Source passage >>
_ _ _ _ _
Tax Reform
The Treasury Views

In November 1984 the US Treasury submitted to President Reagan a set of reform proposals designed to reduce the distortionary effects of the tax system on private savings and investment. In his recent budgets the Chancellor has adopted the same goal of "fiscal neutrality'. At a February 25 lunchtime meeting, Emil Sunley and CEPR Research Fellow Mervyn King discussed the November Treasury proposals and their implications for tax policy in the UK. A modification of the November proposals was announced by the Treasury in May 1985; the speakers' remarks were applicable only to the original November proposals. Mr Sunley was Deputy Assistant Secretary for Tax Policy at the US Treasury from 1977 to 1981 and is now Director of Tax Analysis in the National Affairs Office of Deloitte, Haskins & Sells. Professor King is the author of the recent study "The Taxation of Income from Capital'.

Sunley noted that the Treasury proposals were designed to lower the individual and corporate tax rates and at the same time broaden the base of each tax by removing most exclusions and exemptions. The proposals would reduce individual income tax payments by 8% and increase corporate taxes by 24%, while leaving total tax revenues unchanged.
_ _ _ _ _
Data excerpt >>
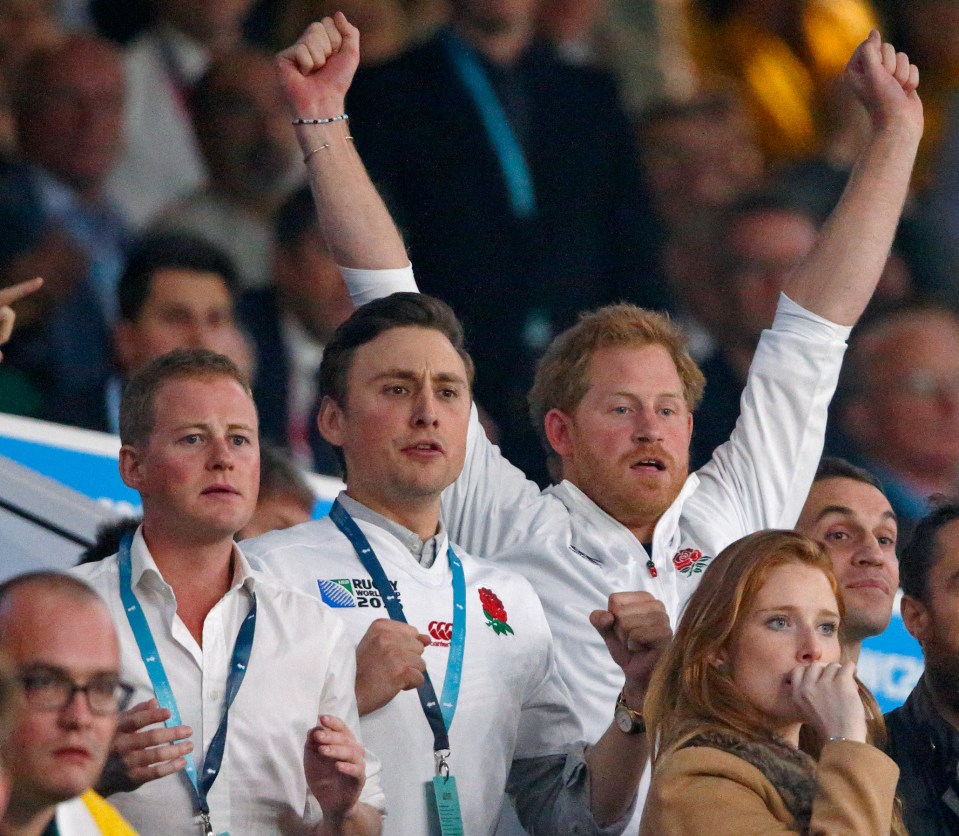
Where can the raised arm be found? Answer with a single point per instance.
(837, 280)
(316, 73)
_ _ _ _ _
Work to complete >>
1. In the tax reform article, by what percentage would the November proposals increase corporate taxes?
2. In the tax reform article, write out the stretch from "Sunley noted that" through "tax revenues unchanged." again, swapping "individual" for "personal".

Full solutions >>
1. By 24%.

2.
Sunley noted that the Treasury proposals were designed to lower the personal and corporate tax rates and at the same time broaden the base of each tax by removing most exclusions and exemptions. The proposals would reduce personal income tax payments by 8% and increase corporate taxes by 24%, while leaving total tax revenues unchanged.